• [INPUT RECORDS]:
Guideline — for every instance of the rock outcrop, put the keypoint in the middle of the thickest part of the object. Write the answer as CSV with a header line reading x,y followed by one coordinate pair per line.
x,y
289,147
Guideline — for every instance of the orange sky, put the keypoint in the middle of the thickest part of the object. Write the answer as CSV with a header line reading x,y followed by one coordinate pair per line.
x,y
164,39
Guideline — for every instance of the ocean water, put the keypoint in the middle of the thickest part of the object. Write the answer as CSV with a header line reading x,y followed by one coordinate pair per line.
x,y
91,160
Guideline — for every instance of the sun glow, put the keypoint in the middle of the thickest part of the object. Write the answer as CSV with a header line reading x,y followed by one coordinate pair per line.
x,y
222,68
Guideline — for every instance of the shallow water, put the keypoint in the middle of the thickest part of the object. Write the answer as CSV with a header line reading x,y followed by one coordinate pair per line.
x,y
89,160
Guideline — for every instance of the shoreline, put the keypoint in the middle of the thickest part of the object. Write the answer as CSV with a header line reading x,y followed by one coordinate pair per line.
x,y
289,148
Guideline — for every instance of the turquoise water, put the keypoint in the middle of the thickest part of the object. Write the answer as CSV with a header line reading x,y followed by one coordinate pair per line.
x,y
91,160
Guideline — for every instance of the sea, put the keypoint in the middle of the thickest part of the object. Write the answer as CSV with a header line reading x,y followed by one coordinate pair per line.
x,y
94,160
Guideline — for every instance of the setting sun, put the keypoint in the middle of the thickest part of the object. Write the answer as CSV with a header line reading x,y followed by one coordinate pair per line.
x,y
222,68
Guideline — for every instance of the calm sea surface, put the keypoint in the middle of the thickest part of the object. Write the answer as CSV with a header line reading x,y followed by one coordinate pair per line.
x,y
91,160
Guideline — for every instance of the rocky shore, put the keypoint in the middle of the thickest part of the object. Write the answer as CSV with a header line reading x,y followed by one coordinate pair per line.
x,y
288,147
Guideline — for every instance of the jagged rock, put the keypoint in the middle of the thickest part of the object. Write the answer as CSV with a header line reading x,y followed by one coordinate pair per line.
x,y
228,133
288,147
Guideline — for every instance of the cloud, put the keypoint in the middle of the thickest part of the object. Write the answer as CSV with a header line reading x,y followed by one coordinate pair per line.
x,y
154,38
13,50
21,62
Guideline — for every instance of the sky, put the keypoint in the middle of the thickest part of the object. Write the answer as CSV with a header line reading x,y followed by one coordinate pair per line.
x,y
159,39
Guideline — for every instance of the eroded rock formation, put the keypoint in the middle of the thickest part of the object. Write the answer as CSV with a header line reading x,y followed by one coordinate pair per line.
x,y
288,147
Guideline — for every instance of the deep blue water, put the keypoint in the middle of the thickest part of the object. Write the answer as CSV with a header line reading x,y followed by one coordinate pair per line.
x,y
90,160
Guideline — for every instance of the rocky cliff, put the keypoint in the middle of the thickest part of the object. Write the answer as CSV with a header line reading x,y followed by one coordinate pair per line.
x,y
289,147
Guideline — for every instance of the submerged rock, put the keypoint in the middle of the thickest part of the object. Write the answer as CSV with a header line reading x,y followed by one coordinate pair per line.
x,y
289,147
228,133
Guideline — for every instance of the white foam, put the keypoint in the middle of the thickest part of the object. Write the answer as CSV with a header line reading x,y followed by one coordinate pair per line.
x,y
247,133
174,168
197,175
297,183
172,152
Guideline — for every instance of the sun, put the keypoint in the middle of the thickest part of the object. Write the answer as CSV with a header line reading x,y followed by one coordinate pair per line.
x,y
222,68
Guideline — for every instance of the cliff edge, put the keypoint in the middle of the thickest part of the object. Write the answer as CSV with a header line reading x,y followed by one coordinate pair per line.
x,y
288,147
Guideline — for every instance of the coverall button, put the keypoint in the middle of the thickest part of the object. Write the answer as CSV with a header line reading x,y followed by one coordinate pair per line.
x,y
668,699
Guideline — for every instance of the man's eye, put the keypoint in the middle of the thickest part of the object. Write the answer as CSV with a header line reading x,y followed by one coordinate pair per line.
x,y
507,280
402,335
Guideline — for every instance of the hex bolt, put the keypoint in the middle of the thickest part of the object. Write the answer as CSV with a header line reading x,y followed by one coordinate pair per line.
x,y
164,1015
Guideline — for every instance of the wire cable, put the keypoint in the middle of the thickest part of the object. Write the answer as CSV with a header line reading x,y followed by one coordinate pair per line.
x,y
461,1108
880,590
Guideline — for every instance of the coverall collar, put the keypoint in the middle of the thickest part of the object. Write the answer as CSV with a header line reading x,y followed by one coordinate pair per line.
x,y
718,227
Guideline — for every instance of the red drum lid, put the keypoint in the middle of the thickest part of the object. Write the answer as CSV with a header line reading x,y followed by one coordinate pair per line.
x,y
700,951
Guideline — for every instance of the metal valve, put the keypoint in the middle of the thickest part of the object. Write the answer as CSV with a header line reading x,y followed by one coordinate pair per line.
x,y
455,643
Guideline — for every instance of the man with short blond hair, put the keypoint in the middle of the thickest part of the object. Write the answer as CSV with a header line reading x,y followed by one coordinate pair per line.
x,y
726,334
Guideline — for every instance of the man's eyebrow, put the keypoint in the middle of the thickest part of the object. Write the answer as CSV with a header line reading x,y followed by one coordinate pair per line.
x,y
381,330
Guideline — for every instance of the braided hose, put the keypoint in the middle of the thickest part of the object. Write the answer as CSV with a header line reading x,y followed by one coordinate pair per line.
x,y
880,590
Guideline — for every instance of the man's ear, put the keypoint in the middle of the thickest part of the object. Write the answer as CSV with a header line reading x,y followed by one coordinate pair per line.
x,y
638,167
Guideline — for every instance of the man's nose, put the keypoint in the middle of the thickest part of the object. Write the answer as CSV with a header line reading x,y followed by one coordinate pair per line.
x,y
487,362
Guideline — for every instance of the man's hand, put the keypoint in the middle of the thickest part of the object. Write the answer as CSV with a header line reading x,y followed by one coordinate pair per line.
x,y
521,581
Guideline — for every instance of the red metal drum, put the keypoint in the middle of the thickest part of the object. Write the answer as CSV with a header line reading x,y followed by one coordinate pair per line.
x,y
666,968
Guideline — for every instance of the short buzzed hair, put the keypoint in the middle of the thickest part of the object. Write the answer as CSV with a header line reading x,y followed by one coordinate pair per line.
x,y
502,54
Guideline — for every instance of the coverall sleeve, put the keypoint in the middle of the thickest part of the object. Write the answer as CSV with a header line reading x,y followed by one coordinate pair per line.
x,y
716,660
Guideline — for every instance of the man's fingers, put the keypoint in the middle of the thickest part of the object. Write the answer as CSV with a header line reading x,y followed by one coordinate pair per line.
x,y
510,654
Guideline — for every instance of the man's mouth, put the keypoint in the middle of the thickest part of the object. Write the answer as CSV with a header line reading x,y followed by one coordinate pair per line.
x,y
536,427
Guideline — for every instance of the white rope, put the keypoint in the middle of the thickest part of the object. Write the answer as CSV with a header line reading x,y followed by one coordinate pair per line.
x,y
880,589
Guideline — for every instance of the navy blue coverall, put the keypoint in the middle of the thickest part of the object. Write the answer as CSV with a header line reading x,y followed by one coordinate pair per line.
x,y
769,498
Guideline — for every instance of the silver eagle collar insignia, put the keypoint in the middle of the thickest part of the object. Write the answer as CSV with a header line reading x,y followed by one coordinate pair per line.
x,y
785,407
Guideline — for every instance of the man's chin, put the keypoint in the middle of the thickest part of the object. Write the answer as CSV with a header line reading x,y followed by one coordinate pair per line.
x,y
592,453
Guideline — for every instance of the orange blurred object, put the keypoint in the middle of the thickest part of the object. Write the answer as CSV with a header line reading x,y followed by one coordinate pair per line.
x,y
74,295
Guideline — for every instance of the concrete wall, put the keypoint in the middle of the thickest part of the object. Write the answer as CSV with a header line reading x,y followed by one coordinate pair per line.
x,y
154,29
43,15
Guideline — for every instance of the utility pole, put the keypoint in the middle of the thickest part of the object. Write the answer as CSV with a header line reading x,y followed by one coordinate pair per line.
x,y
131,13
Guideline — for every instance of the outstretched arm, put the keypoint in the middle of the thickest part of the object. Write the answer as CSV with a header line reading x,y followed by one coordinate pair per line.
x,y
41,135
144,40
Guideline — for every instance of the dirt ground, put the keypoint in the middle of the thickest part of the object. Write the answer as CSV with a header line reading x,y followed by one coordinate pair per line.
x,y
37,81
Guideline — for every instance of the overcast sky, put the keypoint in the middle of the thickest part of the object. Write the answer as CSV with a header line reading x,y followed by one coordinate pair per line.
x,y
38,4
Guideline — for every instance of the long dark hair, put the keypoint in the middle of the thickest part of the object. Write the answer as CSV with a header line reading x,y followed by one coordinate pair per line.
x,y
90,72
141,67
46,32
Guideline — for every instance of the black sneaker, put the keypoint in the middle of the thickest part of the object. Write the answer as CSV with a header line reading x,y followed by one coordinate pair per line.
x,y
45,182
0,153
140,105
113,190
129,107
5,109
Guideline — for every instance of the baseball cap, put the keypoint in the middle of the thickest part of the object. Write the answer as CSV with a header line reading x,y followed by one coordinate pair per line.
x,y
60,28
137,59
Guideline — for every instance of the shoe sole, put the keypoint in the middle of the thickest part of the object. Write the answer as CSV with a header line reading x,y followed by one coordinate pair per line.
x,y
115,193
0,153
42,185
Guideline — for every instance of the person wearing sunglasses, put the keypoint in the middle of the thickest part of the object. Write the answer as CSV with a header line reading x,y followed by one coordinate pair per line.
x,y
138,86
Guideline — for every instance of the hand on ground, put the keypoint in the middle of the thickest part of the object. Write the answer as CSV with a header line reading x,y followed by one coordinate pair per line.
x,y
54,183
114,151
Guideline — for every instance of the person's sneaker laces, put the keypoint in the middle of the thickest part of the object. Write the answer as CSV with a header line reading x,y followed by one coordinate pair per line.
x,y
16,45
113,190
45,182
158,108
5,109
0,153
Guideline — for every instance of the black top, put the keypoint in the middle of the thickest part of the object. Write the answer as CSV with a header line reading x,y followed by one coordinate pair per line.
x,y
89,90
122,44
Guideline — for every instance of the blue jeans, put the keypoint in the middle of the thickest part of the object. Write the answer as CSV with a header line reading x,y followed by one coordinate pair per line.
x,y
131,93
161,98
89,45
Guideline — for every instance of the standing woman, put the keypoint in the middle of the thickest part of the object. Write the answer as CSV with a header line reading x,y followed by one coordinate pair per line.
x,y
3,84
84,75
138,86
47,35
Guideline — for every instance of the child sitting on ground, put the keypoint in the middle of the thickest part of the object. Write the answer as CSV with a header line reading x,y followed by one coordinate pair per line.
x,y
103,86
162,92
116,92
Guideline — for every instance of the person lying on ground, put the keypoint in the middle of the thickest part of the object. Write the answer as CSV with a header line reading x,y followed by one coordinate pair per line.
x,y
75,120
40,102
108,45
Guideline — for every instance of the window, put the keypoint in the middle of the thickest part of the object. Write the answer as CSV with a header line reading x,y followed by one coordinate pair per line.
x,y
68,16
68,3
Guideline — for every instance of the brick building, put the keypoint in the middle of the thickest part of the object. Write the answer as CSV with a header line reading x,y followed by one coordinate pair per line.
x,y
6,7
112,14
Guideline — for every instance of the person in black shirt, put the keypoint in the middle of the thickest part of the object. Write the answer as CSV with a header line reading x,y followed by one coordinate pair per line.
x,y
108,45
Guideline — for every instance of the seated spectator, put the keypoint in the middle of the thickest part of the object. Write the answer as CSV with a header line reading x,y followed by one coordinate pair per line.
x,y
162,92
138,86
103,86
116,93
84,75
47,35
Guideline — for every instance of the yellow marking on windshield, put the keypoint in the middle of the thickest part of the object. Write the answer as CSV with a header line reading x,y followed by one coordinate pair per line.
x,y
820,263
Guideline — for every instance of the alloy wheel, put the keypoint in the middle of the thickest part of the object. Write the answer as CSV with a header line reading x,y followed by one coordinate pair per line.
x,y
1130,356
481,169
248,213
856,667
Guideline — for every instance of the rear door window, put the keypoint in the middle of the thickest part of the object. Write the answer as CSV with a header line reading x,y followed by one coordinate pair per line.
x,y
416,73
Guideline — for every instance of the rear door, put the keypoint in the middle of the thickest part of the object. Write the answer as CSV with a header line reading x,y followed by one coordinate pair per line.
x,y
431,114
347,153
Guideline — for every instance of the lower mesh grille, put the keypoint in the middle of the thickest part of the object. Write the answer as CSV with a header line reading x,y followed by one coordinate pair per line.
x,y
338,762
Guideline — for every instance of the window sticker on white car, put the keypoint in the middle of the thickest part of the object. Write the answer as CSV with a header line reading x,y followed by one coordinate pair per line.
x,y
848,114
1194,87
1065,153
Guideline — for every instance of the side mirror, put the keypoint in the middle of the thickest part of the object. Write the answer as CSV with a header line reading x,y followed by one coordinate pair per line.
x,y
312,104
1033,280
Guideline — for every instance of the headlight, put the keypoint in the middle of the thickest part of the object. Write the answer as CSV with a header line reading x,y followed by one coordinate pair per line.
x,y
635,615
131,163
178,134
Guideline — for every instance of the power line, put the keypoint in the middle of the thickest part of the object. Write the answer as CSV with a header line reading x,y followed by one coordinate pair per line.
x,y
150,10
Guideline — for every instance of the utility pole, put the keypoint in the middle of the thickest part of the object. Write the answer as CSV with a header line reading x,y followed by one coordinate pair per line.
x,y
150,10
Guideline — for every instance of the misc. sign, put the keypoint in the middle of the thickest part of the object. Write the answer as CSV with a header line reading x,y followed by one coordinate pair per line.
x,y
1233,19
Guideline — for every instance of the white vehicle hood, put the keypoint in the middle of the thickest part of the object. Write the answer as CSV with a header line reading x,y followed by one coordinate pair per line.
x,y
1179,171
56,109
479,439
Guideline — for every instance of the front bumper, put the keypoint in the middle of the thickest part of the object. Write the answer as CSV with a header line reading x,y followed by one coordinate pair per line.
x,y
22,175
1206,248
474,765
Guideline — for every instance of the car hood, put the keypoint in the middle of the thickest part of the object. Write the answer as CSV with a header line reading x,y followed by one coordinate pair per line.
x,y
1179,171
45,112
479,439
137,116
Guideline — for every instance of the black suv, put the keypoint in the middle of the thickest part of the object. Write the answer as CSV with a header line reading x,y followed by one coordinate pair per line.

• [WHAT TO PRODUCE]:
Take the line that contains "Guideline — for every instance of the headlight, put" and every line after it through the end of the listing above, and repeat them exactly.

• [RESPONSE BELOW]:
Guideline — for every instance of the headlight, put the keypoint in the middle of the thickest part of the object. Write the answer as CSV with a header line reading x,y followed by one coordinate pair per line.
x,y
635,615
131,163
178,134
Guideline — for every instance of the power line, put the keypoint in the middle of the thickest part of the object. Write the answer as CSV with a header line reading x,y followed by one coordinate pair per line.
x,y
150,10
Guideline — for every instance of the utility pole, put the keypoint in the middle of the thickest part of the object. Write the answer as CSV with a header line reading x,y followed by one coordinate pair per line.
x,y
150,10
Guideline — for every instance of the misc. sign, put the keypoint in the middle of the thickest part of the object. Write the answer as CSV with a header line reading x,y followed by one coordinate pair per line.
x,y
1233,19
Guideline — for every instance of the white vehicle hood, put the keypoint in the middle of the thickest part of the object. Write the answer as CSV with a header line reading x,y followed by one coordinate pair per line.
x,y
1179,171
56,109
479,439
Guideline — for every instance of the front bumper, put the keypoint in the middle of the thickest part of the object. Write the answer as CSV with a header line reading x,y followed by one coordinate pair per line.
x,y
22,175
1206,248
474,765
Guideline — for every instance of the car hood, put the keypoint in the middle of the thickest part of the object. Write the answer as CSV with a header line reading x,y followed by one coordinate pair per line.
x,y
1179,171
45,112
479,439
137,116
Guideline — for every instance of the black suv, put the keypoint in the middle of the thickest part of the object. Write the answer as CSV with a header line reading x,y followed by one coordinate pair per line.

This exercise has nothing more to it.